Exercise directions -> What lines of the data hold the string "distant"? Pull each one out.

Input for this task ->
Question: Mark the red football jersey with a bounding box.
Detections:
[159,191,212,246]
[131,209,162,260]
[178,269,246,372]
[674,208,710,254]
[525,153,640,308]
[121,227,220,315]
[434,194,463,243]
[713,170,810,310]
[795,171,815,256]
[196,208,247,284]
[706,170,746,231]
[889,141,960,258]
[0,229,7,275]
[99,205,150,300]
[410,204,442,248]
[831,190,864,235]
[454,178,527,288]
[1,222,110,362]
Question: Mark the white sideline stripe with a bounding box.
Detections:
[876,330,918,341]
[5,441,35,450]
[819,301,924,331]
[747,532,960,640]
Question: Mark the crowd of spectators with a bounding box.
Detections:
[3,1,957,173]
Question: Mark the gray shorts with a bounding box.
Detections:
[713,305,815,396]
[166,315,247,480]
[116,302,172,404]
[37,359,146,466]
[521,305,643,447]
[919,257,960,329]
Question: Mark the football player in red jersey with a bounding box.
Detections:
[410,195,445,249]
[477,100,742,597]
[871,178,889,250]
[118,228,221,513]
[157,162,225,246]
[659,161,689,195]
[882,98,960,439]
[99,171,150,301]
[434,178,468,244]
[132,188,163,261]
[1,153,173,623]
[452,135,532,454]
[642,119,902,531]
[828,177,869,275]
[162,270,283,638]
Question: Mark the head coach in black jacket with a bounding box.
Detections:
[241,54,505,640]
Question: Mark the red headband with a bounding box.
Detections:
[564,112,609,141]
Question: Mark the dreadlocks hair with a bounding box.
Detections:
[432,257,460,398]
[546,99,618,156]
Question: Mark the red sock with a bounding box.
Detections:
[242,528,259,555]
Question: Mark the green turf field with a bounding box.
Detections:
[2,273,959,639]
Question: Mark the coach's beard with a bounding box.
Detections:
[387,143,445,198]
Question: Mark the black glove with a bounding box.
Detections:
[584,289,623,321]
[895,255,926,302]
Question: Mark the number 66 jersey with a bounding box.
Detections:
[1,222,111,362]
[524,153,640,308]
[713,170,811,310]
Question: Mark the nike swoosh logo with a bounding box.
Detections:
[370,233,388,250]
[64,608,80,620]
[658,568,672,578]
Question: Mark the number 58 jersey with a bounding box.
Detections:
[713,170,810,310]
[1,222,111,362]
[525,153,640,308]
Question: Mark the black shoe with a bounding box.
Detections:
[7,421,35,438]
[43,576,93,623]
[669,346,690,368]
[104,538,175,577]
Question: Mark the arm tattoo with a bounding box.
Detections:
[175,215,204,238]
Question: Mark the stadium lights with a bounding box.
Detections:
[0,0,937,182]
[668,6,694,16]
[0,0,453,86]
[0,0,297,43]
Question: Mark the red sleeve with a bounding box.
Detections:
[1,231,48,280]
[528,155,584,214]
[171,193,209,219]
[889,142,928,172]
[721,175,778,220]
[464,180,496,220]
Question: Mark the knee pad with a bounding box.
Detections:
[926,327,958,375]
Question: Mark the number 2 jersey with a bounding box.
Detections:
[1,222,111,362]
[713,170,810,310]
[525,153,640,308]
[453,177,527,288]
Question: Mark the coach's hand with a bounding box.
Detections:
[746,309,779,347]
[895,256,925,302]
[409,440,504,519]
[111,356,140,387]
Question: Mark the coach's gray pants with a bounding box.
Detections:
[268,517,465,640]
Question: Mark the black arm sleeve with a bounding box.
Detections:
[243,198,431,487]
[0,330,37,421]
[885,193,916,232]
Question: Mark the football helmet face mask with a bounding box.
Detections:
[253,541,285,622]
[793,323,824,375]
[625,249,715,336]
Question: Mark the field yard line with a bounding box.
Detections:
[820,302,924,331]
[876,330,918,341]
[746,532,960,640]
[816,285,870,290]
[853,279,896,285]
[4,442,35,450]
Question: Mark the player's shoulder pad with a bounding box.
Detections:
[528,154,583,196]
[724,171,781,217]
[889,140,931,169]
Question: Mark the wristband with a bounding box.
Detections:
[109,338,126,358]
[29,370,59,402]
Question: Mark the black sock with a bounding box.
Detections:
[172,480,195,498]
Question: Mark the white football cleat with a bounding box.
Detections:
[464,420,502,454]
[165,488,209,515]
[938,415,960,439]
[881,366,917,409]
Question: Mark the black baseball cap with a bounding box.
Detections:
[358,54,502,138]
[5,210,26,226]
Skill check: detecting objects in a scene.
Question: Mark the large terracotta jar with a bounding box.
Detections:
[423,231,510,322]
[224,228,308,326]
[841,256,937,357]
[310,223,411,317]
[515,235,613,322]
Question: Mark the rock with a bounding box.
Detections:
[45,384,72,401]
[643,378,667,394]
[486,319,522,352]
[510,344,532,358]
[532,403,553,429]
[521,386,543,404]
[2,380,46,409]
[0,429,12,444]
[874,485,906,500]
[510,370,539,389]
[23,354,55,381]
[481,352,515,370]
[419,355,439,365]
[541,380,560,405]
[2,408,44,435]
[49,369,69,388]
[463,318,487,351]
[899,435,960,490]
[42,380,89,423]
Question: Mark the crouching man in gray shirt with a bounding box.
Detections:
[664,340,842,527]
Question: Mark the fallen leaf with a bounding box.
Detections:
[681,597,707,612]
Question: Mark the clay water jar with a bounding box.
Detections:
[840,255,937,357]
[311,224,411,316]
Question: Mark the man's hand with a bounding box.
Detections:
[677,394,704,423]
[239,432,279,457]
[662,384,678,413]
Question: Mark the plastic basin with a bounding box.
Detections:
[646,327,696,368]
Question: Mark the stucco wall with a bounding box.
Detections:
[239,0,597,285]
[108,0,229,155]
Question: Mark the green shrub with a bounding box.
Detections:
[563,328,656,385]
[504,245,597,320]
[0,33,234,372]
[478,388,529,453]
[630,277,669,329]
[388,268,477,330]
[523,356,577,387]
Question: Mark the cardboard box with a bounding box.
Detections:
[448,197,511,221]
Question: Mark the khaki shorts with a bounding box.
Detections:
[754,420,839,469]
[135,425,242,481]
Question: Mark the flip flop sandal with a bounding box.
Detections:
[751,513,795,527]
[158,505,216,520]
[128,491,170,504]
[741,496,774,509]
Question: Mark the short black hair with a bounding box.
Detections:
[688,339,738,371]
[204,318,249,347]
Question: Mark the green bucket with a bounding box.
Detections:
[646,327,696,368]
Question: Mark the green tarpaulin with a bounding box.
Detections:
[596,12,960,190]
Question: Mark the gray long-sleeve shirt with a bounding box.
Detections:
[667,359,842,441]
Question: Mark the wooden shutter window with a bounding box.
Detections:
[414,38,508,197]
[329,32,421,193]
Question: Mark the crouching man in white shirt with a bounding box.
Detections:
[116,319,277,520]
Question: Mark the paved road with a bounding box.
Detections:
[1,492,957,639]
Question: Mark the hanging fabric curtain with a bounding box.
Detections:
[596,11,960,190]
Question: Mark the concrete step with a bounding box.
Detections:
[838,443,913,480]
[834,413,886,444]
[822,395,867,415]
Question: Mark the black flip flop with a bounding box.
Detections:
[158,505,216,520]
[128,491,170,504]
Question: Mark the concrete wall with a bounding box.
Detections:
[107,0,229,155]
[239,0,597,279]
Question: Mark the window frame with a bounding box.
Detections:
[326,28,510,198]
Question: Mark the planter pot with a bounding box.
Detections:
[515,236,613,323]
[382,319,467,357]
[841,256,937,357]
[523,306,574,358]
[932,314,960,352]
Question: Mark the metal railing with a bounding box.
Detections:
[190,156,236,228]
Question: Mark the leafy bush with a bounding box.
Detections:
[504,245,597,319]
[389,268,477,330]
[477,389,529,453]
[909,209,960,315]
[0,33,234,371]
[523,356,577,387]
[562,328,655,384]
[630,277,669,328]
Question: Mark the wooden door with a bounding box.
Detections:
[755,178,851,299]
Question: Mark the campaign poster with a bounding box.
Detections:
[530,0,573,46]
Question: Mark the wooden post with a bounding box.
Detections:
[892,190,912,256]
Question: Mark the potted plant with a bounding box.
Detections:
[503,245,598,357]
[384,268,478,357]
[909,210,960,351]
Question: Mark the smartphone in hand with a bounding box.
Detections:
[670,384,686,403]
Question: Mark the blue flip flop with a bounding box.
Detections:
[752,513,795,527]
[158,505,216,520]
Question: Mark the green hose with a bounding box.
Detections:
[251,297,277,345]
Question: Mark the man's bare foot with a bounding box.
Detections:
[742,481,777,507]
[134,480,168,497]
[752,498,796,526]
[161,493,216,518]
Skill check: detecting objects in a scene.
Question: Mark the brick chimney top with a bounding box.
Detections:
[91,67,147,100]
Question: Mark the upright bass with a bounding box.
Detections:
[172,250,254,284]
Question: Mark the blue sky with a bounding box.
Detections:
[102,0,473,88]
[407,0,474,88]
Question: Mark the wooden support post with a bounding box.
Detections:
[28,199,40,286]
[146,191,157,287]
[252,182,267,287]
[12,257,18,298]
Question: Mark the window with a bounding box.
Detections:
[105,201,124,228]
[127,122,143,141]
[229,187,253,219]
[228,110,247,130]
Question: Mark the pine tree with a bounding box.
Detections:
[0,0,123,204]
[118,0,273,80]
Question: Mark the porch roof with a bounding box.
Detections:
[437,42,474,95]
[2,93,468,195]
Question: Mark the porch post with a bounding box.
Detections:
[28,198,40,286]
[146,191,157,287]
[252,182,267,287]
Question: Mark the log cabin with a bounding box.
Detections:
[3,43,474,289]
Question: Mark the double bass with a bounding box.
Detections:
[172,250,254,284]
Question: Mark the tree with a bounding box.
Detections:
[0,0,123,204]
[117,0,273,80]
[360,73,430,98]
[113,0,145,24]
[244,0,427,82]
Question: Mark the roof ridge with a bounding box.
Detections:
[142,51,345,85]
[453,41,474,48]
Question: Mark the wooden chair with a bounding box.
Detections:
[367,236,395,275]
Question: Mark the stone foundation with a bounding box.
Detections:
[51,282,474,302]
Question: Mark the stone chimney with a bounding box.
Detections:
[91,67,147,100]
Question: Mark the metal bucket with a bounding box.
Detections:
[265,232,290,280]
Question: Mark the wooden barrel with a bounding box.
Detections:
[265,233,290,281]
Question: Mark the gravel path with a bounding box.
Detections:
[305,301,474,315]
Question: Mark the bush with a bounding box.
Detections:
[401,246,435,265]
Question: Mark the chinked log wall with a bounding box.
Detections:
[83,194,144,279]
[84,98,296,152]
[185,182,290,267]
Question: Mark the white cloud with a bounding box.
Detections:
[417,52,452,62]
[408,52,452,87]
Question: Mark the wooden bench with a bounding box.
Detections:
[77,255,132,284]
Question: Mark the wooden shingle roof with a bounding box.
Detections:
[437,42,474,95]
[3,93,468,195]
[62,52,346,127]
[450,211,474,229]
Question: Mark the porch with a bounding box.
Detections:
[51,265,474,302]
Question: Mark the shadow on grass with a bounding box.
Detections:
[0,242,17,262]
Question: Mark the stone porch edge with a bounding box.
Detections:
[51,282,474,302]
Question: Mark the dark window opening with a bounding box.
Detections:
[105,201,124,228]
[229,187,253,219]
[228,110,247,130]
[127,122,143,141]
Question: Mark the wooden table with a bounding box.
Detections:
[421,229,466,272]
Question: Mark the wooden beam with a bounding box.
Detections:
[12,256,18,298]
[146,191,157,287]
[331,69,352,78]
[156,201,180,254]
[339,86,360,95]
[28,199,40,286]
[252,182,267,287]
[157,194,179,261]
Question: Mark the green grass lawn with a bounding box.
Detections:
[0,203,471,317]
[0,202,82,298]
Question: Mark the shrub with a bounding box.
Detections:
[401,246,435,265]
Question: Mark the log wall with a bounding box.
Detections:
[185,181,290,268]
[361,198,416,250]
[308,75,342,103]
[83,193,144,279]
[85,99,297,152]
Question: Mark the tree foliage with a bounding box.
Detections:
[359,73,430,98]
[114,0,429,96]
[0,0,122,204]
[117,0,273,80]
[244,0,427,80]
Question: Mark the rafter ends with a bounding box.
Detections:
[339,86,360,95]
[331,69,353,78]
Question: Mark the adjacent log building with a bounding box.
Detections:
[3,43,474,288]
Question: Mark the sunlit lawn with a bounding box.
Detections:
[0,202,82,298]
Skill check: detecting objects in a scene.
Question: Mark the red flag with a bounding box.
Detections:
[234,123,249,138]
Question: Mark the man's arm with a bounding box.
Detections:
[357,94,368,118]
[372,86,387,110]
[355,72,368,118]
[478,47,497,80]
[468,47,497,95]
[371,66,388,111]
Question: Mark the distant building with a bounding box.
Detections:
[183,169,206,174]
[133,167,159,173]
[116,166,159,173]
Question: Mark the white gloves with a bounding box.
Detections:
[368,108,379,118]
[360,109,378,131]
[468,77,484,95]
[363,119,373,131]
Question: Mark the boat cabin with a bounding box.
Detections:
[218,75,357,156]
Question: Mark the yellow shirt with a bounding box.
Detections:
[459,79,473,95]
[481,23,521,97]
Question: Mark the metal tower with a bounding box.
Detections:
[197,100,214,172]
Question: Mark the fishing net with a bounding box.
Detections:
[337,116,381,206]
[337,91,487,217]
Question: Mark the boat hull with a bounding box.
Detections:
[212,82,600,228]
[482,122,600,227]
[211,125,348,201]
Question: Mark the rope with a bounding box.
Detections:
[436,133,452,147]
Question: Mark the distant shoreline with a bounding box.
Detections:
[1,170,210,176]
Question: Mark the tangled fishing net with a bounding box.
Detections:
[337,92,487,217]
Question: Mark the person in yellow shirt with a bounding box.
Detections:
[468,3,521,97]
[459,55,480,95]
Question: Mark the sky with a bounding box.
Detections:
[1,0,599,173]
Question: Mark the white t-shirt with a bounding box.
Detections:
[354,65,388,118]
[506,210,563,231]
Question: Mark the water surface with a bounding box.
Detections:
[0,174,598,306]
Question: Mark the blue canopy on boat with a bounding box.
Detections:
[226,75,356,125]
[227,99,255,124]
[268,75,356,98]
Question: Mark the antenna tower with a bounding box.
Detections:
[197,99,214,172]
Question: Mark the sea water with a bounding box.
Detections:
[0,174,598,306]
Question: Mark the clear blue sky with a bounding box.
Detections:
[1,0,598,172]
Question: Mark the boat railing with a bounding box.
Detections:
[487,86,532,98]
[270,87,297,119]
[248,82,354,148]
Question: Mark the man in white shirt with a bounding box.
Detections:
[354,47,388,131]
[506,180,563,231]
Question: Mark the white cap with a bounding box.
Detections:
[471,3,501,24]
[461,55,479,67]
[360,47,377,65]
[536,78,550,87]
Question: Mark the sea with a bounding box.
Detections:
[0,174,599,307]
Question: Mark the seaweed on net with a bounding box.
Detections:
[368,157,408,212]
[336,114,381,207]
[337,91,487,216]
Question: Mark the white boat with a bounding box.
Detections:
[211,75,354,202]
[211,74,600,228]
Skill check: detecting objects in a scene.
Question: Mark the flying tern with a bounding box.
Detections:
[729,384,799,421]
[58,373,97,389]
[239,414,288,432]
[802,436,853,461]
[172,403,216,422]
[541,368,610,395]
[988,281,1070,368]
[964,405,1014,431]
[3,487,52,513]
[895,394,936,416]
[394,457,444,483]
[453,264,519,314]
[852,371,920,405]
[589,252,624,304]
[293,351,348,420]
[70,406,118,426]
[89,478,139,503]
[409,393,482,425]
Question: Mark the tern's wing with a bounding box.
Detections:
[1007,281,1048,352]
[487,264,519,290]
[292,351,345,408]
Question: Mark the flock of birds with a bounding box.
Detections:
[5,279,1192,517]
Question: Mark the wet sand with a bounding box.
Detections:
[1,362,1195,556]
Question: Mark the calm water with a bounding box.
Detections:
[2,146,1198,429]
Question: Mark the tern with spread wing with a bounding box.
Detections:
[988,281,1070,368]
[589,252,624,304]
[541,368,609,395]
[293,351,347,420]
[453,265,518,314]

Answer to this task ->
Question: Mark the distant building with a bounding box.
Question: Mark the distant shoreline with a bounding box.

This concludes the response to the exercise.